***** Text for analysis
Airway management during MRI is a critical concern for anesthesiologists (12). Different variables can impact the image quality of MRI scans. Movement of the patient during the operation may interfere with image interpretation and disrupt the scan, which may necessitate repeating the procedure. Therefore, GA produces better MRI image quality than sedation because of preventing patient movement (13).

The LMA has also gained more popularity in MRI in pediatrics in the past years through airway complication rate reduction, lower intrusive nature, excellent clinical performance, and low failure rate (11). Our results presented that the MRI scan performed by LMA was superior to Guedel oral airway in image quality with comparable needed anesthesia (the mean sevoflurane percent and patients who required propofol boluses were comparable between both groups). In agreement with our result, Wu et al. (12) found that MRI scans were completed without interruption with adequate image quality with SADs and concluded that LMA is an acceptable airway alternative for pediatric MRI scans of the central nervous system when the pilot balloon is carefully placed outside the MRI field.

Moreover, Zaballos et al. (14) conducted an in vitro simulation study to investigate the artifacts created during MRI by six distinct types of SADs, including the classic LMA and other types of SADs. They reported that no artifacts occurred in the MRI scans. Ucisik-Keser et al. (3) recently observed that MRI scans performed using SGAs had better brain MRI image quality in pediatric and adult patients among four airway management strategies. The arithmetic means for image quality scores were 27.6 with SGA and 20.3 with the oral airway. The minimal scores also differed significantly between the SGA and oral airway groups, indicating that the application of SGA guaranteed consistently good MRI image quality.

In our study, MAP was significantly lower in the LMA group than in the control group at most measurement periods. In line with our results, Jain et al. (15) showed that the placement of LMA before tracheal extubation is associated with reduced hemodynamic changes (minimal changes in blood pressure and HR) in comparison with Guedel oropharyngeal airway for tracheal tube exchange and smooth extubation. Moreover, Taheri et al. (16) demonstrated that LMA offered several advantages compared to alternative methods of airway management in reducing the risk of vocal cord paralysis and minimal cardiovascular reaction, with only 12.3% of patients in the trial suffering from hemodynamic instability during major ear surgery.
**********
***** Entries provided
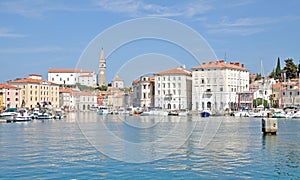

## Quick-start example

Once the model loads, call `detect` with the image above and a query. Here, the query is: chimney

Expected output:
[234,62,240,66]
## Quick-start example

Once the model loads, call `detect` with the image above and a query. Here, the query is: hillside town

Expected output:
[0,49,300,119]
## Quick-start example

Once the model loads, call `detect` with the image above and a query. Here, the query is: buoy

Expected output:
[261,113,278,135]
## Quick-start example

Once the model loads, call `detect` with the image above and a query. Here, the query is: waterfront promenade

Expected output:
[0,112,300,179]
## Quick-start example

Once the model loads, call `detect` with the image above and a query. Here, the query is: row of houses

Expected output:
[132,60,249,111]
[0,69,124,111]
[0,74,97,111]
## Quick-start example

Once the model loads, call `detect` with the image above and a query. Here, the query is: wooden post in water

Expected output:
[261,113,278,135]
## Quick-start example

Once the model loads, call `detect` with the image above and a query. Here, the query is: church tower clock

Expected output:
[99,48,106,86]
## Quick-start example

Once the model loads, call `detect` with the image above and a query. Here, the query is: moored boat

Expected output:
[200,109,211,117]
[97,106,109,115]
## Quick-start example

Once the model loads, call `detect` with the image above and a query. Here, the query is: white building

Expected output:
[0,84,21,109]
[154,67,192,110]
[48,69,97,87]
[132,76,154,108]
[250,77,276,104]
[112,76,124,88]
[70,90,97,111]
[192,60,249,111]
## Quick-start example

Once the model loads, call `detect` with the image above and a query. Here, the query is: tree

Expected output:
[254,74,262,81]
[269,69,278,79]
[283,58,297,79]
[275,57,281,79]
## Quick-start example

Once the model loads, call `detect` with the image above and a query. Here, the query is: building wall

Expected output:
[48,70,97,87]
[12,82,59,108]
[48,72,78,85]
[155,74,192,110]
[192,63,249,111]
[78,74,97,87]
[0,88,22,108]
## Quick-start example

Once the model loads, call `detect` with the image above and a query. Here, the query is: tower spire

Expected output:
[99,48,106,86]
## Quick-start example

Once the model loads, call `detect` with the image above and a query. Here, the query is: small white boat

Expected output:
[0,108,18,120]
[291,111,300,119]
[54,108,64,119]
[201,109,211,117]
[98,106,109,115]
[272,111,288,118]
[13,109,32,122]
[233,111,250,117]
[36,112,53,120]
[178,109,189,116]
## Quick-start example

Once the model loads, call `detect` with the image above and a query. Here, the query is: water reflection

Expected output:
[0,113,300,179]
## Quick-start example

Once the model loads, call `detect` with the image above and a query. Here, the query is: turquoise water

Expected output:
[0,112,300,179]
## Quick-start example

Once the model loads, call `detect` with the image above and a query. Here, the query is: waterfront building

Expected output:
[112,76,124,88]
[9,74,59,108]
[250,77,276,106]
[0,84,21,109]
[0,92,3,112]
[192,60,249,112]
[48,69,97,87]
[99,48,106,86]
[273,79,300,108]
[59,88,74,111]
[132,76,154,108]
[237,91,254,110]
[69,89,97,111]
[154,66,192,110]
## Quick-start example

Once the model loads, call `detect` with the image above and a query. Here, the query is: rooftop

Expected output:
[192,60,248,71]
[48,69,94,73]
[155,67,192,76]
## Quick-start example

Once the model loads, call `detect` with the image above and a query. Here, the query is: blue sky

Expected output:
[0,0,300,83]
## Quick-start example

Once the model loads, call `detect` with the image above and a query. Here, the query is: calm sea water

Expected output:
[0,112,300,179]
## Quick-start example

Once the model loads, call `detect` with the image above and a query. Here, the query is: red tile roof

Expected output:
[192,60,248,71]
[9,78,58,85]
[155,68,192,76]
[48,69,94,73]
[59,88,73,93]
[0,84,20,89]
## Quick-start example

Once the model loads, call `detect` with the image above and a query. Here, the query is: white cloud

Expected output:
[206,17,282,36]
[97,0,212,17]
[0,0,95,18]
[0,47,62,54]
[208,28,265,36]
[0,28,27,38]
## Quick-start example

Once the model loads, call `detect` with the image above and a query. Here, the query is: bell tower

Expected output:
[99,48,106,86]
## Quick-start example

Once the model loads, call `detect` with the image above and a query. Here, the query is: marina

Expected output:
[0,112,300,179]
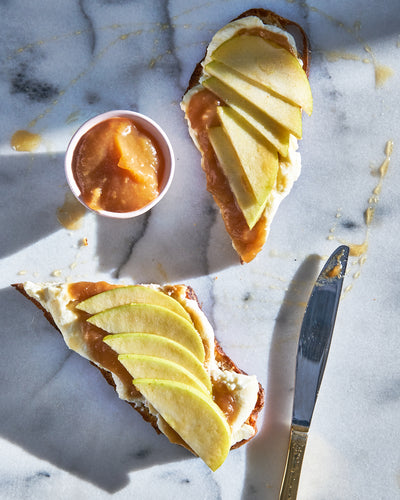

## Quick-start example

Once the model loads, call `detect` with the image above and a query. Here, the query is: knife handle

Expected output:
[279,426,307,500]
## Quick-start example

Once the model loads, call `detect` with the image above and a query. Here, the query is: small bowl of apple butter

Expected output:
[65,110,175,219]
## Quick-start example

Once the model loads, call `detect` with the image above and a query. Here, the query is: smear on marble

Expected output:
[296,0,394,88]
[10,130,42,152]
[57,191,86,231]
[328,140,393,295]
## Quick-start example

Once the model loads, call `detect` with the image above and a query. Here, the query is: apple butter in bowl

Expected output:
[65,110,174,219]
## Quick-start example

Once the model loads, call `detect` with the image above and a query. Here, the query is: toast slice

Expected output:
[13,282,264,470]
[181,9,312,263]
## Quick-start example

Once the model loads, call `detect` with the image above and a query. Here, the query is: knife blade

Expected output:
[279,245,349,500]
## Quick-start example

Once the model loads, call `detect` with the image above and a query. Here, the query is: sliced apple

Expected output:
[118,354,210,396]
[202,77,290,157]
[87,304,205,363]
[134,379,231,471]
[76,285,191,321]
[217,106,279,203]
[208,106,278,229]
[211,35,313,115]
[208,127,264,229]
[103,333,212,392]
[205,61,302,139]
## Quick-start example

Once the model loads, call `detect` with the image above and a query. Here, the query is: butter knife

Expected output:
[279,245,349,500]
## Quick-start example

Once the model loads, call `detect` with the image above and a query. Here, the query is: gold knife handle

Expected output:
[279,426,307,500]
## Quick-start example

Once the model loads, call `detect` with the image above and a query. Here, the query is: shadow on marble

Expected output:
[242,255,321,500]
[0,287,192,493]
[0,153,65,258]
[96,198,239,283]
**********
***** Entries provided
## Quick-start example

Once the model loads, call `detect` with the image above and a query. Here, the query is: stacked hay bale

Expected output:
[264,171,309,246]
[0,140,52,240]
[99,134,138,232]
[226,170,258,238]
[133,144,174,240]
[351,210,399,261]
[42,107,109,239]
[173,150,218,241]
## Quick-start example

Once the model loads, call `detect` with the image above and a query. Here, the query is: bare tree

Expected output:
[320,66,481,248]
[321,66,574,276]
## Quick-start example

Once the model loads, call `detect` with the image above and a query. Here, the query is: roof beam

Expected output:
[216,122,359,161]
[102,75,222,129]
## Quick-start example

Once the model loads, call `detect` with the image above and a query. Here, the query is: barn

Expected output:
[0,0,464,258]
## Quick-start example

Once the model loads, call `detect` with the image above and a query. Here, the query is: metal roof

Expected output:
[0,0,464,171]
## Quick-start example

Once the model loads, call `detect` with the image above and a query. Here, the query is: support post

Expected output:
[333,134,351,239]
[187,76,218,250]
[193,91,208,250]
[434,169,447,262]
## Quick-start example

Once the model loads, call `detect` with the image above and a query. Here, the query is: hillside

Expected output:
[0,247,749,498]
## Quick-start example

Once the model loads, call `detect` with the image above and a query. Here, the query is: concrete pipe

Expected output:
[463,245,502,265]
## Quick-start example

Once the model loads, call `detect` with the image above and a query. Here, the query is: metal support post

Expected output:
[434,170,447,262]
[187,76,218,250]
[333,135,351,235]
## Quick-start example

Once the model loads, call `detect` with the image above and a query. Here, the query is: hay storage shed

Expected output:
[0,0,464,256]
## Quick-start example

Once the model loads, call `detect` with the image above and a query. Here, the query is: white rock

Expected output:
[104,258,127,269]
**********
**Study questions:**
1. In the passage on airway management during MRI, what were the arithmetic mean image quality scores that Ucisik-Keser et al. reported for SGA and for the oral airway?
2. Write a continuation of the passage on airway management during MRI, starting after its final sentence.

**Expected responses:**
1. 27.6 with SGA and 20.3 with the oral airway.

2.
In the present study, cough significantly decreased with LMA compared to controls (15% vs. 50%, P = 0.040). Airway complications were insignificantly different between the two groups. This was in line with Wu et al. (12), who showed that using reusable LMA and i-gel for airway preservation during MRI is practical and safe for pediatrics under MRI scans with minimal complications. Taheri et al. (16) found observed cough in only 10 (0.9%) children following surgery, most commonly in the age ranges of 3 - 7 and 8 - 15 years; however, sore throat was observed in only two (0.01%) patients who had used LMA in major ear surgery.

One of the limitations of using LMA is its higher cost compared to the oral airway. Furthermore, LMA cannot be used in certain circumstances, such as GCS ≤ 8 and emergency patients with a full stomach. Limitations of our study included a small sample size to prove secondary outcomes and a wide range of ages. In addition, MRI-compatible bispectral index or other monitors for the depth of anesthesia were not available in our trial. Further studies are needed on a larger scale to assess other SGA types and endotracheal tubes.

Compared to the Guedel oral airway, using LMA for airway management in pediatrics undergoing MRI scans improved the image quality with less cough and better hemodynamics.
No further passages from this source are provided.